◆ Exercise brief: Write out the entries, please, from the line containing "of the white" through their final line, exactly and with nothing else.

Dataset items
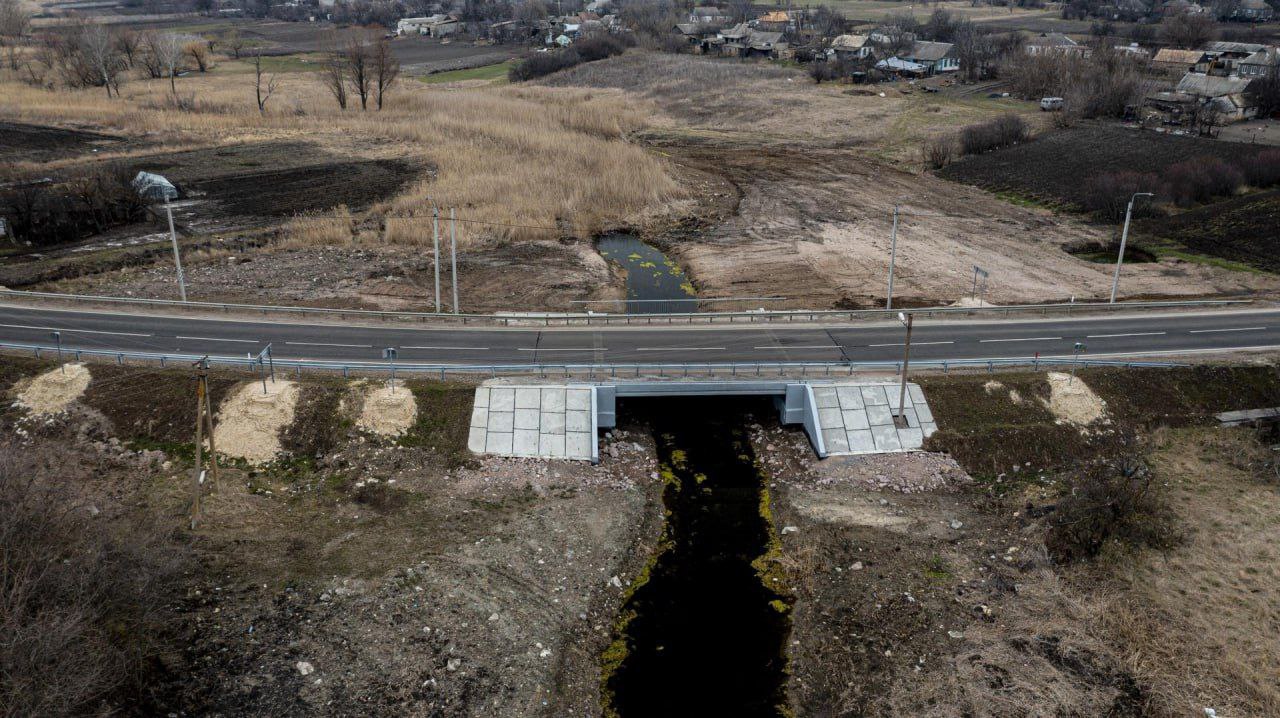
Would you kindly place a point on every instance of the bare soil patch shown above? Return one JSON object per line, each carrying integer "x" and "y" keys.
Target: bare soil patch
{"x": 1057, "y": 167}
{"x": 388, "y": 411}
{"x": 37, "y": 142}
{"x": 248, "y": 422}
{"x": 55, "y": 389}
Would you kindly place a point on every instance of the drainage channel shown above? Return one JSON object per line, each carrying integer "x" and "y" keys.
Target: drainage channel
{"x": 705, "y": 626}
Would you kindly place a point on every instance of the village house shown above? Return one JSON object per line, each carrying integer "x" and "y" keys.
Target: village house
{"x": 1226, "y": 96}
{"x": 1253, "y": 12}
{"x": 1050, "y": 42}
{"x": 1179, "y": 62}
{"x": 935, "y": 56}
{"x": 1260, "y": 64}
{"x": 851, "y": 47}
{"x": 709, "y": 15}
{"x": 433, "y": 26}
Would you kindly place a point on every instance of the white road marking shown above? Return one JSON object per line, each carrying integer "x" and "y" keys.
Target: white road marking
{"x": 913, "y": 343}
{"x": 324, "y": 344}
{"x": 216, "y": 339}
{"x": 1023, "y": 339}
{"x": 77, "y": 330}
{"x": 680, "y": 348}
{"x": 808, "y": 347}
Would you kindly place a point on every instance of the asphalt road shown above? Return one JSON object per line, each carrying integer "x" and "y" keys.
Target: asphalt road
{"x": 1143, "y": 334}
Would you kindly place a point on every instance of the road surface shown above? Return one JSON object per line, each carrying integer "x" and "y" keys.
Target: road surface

◆ Final answer:
Would you kindly place a point on every instance of the white road marking shown above? Return one JSON object per line, each carrying integer "x" and "y" keys.
Target: white road marking
{"x": 913, "y": 343}
{"x": 324, "y": 344}
{"x": 216, "y": 339}
{"x": 1023, "y": 339}
{"x": 77, "y": 330}
{"x": 680, "y": 348}
{"x": 808, "y": 347}
Would you kindly place a point on every instance of the asphalt road shown above? Return one JSON object per line, each carrying integer "x" and "y" keys.
Target: asphalt road
{"x": 1143, "y": 334}
Would you kindly place a point on every instance of the road surface shown above? Return one JSON object per line, each carrying integer "x" and "y" keys.
Target: road surface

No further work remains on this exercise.